### TASK TO CARRY OUT
Rewrite the material below, renaming "pointer" to "locator" everywhere it appears and keeping every other word unchanged.

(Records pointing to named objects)
========================

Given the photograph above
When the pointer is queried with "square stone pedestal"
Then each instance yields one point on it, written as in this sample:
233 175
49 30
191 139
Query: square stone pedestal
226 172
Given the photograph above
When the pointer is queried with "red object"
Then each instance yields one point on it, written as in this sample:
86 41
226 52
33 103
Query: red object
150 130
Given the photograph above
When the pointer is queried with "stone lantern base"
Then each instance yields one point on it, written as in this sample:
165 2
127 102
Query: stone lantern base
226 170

========================

### WORKED ANSWER
Given the photograph above
When the locator is queried with "square stone pedestal"
Then each instance yields one point on it, written as in this sample:
233 175
49 30
191 139
Query: square stone pedestal
226 172
Given the photograph above
When the locator is queried with "red object"
Then each instance yields one point on it, written as in this sample:
86 41
226 52
33 103
Query: red object
150 130
Given the photograph above
When the locator is queried with "stone lantern base"
Then each instance yields one point on it, written as in this sample:
165 2
127 102
Query: stone lantern base
226 170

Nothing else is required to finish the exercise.